**DIRECTIONS FOR THIS TASK**. Could you copy all of the records below line for line, leaving the pictures out?

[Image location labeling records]

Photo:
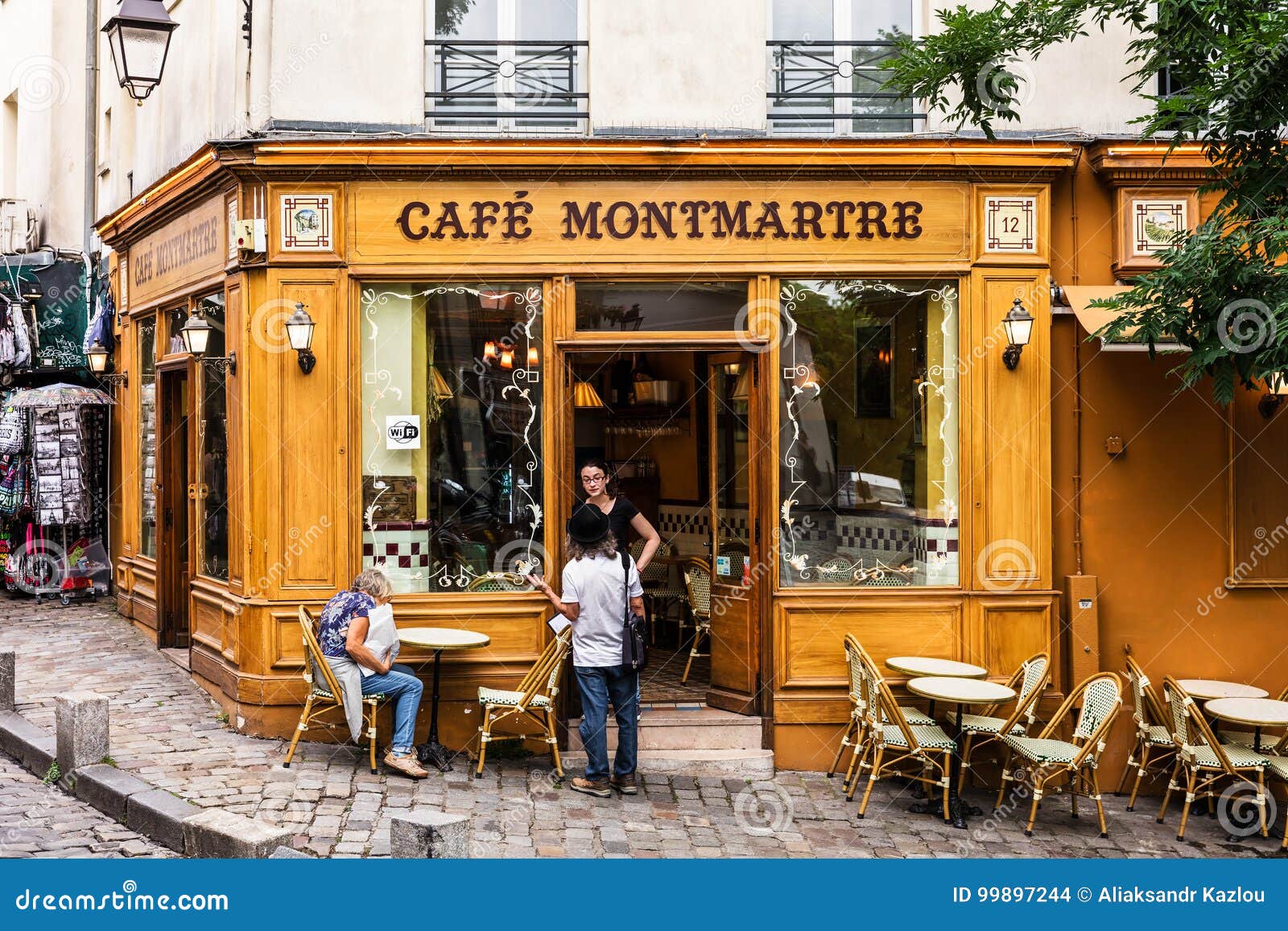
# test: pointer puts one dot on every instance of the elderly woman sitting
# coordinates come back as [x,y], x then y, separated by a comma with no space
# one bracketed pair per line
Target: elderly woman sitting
[348,621]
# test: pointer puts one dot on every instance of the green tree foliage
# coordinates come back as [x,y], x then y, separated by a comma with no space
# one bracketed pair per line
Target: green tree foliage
[1223,291]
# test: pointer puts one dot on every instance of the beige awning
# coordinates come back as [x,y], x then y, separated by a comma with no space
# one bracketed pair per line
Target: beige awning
[1094,319]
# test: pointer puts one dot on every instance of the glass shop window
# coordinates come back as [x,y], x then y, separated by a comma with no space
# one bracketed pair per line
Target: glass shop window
[629,307]
[451,435]
[213,499]
[148,438]
[869,465]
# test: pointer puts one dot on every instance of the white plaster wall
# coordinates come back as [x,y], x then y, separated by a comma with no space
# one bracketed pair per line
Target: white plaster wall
[1081,85]
[347,62]
[678,64]
[43,71]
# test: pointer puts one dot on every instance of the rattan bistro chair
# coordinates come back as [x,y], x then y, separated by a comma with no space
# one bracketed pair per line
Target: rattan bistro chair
[656,579]
[1050,759]
[920,752]
[697,583]
[325,692]
[857,731]
[1204,760]
[1028,682]
[532,702]
[1154,750]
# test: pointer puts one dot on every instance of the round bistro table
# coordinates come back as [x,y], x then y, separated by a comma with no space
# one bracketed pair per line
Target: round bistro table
[1260,712]
[960,692]
[1215,688]
[440,639]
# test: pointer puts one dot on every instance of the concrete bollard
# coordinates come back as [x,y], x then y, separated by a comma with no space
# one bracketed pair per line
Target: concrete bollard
[429,834]
[8,678]
[80,727]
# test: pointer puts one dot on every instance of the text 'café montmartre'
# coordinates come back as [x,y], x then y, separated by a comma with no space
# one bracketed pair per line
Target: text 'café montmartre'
[650,219]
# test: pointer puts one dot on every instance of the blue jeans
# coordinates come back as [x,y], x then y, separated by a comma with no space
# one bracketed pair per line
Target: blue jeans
[401,686]
[598,686]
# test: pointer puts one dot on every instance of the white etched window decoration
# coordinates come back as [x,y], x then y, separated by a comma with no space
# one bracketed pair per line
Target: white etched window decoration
[1010,225]
[451,435]
[869,433]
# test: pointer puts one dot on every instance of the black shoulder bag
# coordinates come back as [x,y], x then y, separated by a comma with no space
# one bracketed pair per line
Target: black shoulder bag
[634,628]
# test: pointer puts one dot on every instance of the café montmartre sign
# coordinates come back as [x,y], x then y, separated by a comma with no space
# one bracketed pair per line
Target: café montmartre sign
[512,219]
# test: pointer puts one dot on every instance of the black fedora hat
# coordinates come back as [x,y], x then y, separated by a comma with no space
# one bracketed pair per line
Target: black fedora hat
[588,525]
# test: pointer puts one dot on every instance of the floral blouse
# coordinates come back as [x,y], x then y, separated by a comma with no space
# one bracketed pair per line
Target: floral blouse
[334,628]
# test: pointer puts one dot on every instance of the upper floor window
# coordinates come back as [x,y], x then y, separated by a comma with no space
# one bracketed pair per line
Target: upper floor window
[828,64]
[506,66]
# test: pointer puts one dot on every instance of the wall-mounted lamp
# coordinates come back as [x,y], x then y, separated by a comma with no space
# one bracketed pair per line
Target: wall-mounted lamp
[139,39]
[196,336]
[1019,327]
[98,357]
[1277,389]
[299,334]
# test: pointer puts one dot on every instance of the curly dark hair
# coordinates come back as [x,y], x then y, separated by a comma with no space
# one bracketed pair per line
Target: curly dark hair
[601,547]
[597,463]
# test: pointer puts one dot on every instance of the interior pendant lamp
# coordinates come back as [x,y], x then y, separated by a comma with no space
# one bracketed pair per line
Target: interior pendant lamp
[139,39]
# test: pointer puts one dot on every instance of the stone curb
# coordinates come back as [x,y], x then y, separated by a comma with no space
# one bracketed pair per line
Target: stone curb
[159,815]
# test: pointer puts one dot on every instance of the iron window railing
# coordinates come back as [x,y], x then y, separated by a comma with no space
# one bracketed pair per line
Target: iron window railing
[835,87]
[514,85]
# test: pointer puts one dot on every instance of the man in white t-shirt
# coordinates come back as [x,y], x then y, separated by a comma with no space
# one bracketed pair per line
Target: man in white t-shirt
[594,599]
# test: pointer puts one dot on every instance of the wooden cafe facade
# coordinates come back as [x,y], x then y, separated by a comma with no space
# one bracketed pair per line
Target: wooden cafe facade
[794,354]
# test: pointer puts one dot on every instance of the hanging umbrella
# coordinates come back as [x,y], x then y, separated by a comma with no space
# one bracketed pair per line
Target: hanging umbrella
[60,396]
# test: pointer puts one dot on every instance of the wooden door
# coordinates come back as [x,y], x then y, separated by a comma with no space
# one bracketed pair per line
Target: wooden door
[736,468]
[173,506]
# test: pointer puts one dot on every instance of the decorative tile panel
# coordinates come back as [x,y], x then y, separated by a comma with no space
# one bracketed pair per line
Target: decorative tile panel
[1011,225]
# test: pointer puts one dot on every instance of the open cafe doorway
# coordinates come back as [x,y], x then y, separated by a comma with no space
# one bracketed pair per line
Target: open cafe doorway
[675,428]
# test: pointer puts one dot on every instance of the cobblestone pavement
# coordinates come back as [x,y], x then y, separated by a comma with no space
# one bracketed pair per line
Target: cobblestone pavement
[169,731]
[43,821]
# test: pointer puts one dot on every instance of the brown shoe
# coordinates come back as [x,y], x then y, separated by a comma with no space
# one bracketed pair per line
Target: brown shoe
[407,765]
[592,787]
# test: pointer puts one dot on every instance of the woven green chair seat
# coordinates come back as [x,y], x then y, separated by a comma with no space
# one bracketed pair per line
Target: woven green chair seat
[929,735]
[1038,750]
[510,698]
[326,694]
[916,718]
[1159,737]
[1278,765]
[1241,757]
[983,724]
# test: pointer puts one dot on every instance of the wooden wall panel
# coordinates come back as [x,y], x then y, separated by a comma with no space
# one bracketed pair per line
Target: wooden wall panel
[306,439]
[809,634]
[1010,430]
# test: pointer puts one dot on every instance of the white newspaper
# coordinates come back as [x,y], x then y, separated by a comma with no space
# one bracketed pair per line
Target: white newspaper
[382,635]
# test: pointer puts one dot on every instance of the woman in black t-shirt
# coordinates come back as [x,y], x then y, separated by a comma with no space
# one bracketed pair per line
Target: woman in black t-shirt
[601,487]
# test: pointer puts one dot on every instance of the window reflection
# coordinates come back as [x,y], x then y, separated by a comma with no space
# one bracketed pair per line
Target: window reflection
[451,394]
[869,444]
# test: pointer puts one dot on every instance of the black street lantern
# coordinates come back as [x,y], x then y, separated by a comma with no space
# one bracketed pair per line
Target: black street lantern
[1018,325]
[299,334]
[139,38]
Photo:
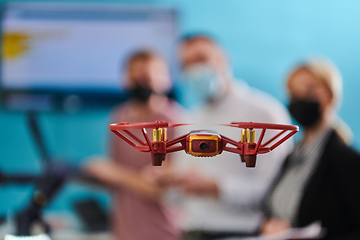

**EXERCISE OUTPUT**.
Photo:
# test: pointer puts one dot on every instance of the elderly woman sitting
# coordinates come back as [x,y], x then y, separated by a comma with no space
# one bracketed pair per line
Target: elderly woman sitting
[348,621]
# test: pointer puts one dot on every instance of the green tree foliage
# coordinates come back as [x,y], x then y, separated by a comma with no space
# one bracketed pair per line
Target: green tree foliage
[1223,291]
# test: pointer puts one dot on every instance of the beige awning
# coordinates come back as [x,y], x then y, separated by a comma with no space
# one bracketed pair per line
Target: beige awning
[1094,319]
# test: pointer puts one dot on every instance of the glass shop window
# coordinates come back as [x,y], x then y, separated by a comma with no space
# one bracketed pair per line
Target: glass shop window
[629,307]
[451,435]
[213,499]
[148,438]
[869,465]
# test: pointer puts one dot on every instance of the white plaster wall
# coordinates come back as [x,y], x then y, separated by a comma with no space
# one bracketed pair per line
Target: white plaster wall
[1081,85]
[347,62]
[678,64]
[43,71]
# test: pointer puts one dot on every instance of the rattan bistro chair
# coordinates come back as [x,y], x then y, separated by a comma with no space
# one bracketed pair per line
Target: rattan bistro chair
[656,579]
[1050,759]
[920,752]
[697,583]
[325,692]
[857,731]
[1204,760]
[1028,682]
[532,702]
[1154,750]
# test: pointer puts one dot on every instance of the round bistro table
# coordinates come back as [x,y], x then y, separated by a comma with no space
# one bracketed pair per line
Target: round bistro table
[1260,712]
[960,692]
[1215,688]
[440,639]
# test: pointer puts one dot on every instance of the concrete bollard
# coordinates come back as [x,y], x then y, separated by a comma with no space
# one bracketed pair per line
Target: concrete bollard
[429,834]
[8,678]
[80,727]
# test: pointer puts one dot on every instance of the text 'café montmartre'
# coordinates come back as [x,y], x then y, separated by a comma with no space
# one bracketed pair per line
Target: text 'café montmartre'
[650,219]
# test: pointer puts one dot on every instance of the blue jeans
# coordinates come back as [x,y], x then y, separated by a comma with no space
# one bracketed pair per line
Target: blue jeans
[401,686]
[598,686]
# test: pointer puts one dot on every instance of the white etched window decoration
# coordinates come back as [x,y], x then y, separated by a comma with no space
# one bracketed pair per line
Target: white etched window decoration
[1010,225]
[451,435]
[869,433]
# test: pointer puts one dot on every instance of the black shoulder bag
# coordinates come back as [x,y], x then y, separated by a comma with no space
# one bracketed pair per line
Target: black shoulder bag
[634,628]
# test: pointer puts one dot on every instance of the café montmartre sign
# coordinates come back as [x,y], x then y, separated by a comma with no space
# one bracketed pair per line
Target: café montmartre sign
[512,219]
# test: pointer puts one dot on every instance of the black fedora hat
# coordinates come back as [x,y], x then y, separated by a comma with no space
# one bracketed pair per line
Target: black fedora hat
[588,525]
# test: pointer puts one dot on every instance of the floral blouse
# coordinates come back as [x,y], x then y, separated by a comma with no space
# one bracketed pair per line
Target: floral blouse
[334,628]
# test: pointer puts one dot on every instance of the upper floor window
# coordinates come back as [x,y], x then y, separated by a comma with no space
# one bracketed pair per line
Target: upper floor window
[828,64]
[506,66]
# test: pointer puts one dot on every instance of the wall-mounted lamp
# coordinates come back as [x,y], x then y, separated by a comma with no space
# one bracketed pair per line
Target: wall-mounted lamp
[139,39]
[196,336]
[1019,327]
[98,357]
[1277,389]
[299,334]
# test: pointer puts one dot on every instance of the curly dark hair
# coordinates come back as [x,y], x then y, separated by a comma with no space
# one bracketed pair per line
Target: curly dark hair
[601,547]
[597,463]
# test: pointer puts one dot on every instance of the interior pendant lamp
# coordinates come back as [x,y], x then y, separated by a comma with no space
# one bracketed pair per line
Target: interior pendant lamp
[139,39]
# test: pointer puts one dot on every instance of the stone curb
# coordinates come back as [x,y], x then y, separated by a comma with no space
# one bracketed pair per line
Target: stone curb
[159,815]
# test: pointer puts one dot on every instance of the iron window railing
# coordinates come back as [x,y], x then y, separated by a comma with no space
# one bracketed pair per line
Target: iron window railing
[835,87]
[514,85]
# test: pointer puts one dot on every instance of the man in white t-shirt
# coordinates come back as [x,y], x then y, separated by a comma with no space
# one bracketed pair per line
Target: man in white t-shirt
[594,599]
# test: pointer puts one dot on every instance of the wooden cafe facade
# coordinates come back as [x,y], x then y, separated by a comma with no space
# one bracketed pair per line
Target: wooden cafe facade
[794,354]
# test: pointer puts one dot on every instance of the hanging umbrella
# coordinates come back as [x,y], x then y, separated by a comma with no space
# one bracketed pair per line
Target: hanging umbrella
[60,396]
# test: pointer puts one dot on every instance of the wooden door
# coordinates come back as [x,y], x then y, separated by a comma with no space
# one bracketed pair per line
Target: wooden door
[736,468]
[173,506]
# test: pointer puts one dot on every instance of the decorative tile panel
# coordinates come back as [x,y], x then y, separated by a comma with no space
# one bracketed pair per line
Target: decorative tile panel
[1011,225]
# test: pointer puts one dot on every instance of the open cafe doorway
# coordinates come back as [x,y], x then y, separated by a comma with no space
# one bracketed pair per line
Target: open cafe doorway
[675,428]
# test: pointer puts one dot on every instance of the cobblestone pavement
# coordinates come back as [x,y], x then y, separated by a comma with no space
# one bracketed pair per line
Target: cobblestone pavement
[169,731]
[43,821]
# test: pointer puts one dot on every instance of the brown shoe
# coordinates come back as [x,y], x then y, separated by a comma with no space
# one bracketed pair per line
Target: brown shoe
[407,765]
[592,787]
# test: pointer puts one dot on every instance of the woven green chair seat
# coordinates come back as [x,y], x then y, separated by a comma with no space
# one bracketed pair per line
Target: woven green chair seat
[929,735]
[1038,750]
[510,698]
[326,694]
[916,718]
[1159,737]
[1278,765]
[1241,757]
[983,724]
# test: pointer puts one dot on every instance of the wooden wall panel
# coordinates come back as [x,y], x then y, separated by a comma with no space
# one bracketed pair per line
Target: wooden wall panel
[306,439]
[809,634]
[1010,430]
# test: pointer puts one dot on every instance of the white newspaper
# coordinates come back as [x,y], x then y, separated by a comma with no space
# one bracketed pair per line
Target: white newspaper
[382,635]
# test: pointer puts one dot on every instance of the woman in black t-shirt
# coordinates come back as [x,y], x then y, separated by a comma with no space
# one bracketed pair per line
Target: woman in black t-shirt
[601,487]
# test: pointer puts one dot on every instance of the window reflection
# coordinates come back as [x,y], x then y, separated by a comma with no space
# one bracketed pair per line
Target: window reflection
[451,394]
[869,444]
# test: pointer puts one dot on every instance of the black street lantern
# coordinates come back as [x,y], x then y, separated by a comma with no space
# one bracketed pair per line
Target: black street lantern
[1018,325]
[299,334]
[139,38]
Photo:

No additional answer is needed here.